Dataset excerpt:
--- --- ---

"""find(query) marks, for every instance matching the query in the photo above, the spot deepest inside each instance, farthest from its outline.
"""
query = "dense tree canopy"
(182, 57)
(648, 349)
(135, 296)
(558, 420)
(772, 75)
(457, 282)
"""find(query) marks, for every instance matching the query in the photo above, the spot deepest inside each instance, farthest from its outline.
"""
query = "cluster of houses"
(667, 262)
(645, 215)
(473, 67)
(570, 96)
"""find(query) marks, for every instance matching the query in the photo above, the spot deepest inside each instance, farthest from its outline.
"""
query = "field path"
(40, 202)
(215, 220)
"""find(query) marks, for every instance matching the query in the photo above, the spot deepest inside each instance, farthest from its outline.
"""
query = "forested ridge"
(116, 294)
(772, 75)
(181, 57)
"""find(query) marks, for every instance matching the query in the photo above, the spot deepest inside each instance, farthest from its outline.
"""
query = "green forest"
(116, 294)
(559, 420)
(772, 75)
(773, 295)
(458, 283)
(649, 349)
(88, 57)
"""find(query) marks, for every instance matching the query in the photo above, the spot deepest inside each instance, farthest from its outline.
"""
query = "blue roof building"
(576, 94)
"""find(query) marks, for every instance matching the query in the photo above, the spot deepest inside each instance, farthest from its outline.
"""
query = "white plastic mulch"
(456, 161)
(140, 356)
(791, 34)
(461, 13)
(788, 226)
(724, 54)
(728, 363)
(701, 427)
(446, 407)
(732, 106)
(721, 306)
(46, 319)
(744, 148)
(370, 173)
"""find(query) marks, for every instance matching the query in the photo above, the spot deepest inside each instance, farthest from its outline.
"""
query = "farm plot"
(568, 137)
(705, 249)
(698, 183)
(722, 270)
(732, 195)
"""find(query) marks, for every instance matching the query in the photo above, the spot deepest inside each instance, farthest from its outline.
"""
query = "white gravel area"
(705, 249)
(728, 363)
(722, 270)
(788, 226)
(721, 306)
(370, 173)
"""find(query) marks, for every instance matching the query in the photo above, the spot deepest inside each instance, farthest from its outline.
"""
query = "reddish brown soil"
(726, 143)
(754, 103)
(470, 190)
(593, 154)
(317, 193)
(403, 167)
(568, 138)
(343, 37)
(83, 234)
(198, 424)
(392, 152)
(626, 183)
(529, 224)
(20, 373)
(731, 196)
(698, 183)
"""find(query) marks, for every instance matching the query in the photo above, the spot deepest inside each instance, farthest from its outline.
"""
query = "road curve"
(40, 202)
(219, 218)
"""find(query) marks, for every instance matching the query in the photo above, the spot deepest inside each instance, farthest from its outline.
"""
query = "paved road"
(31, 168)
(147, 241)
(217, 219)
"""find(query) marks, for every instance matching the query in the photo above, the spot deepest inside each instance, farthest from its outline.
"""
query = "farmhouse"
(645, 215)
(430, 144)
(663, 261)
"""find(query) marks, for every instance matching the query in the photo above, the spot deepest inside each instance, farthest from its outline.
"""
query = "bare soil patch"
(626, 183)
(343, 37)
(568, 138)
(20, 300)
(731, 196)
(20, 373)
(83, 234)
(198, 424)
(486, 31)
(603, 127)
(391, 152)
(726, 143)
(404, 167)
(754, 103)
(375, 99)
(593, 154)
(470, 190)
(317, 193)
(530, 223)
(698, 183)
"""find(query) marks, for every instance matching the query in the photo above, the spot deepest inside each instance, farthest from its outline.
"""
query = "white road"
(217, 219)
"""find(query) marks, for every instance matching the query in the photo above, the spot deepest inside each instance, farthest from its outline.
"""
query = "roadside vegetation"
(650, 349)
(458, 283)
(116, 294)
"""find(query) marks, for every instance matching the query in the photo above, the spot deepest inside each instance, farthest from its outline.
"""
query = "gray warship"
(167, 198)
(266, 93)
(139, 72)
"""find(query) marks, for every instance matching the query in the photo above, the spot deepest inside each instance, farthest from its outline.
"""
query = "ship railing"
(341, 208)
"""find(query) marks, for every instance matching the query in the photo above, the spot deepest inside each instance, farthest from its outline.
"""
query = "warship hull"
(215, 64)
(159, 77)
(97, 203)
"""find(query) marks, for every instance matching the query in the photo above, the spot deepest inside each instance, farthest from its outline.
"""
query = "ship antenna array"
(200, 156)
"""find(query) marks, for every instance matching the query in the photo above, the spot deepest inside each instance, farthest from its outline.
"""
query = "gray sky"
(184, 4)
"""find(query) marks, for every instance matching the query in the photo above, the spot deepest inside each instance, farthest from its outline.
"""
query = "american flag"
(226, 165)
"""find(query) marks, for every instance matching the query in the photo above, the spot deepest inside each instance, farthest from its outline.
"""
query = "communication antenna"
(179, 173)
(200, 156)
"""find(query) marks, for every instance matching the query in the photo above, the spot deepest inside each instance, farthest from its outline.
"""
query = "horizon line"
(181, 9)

--- --- ---

Short problem
Identify every line of the records that contains the word "warship", and copy each of those lines. Case counts.

Solution for this task
query = "gray warship"
query = "warship hull"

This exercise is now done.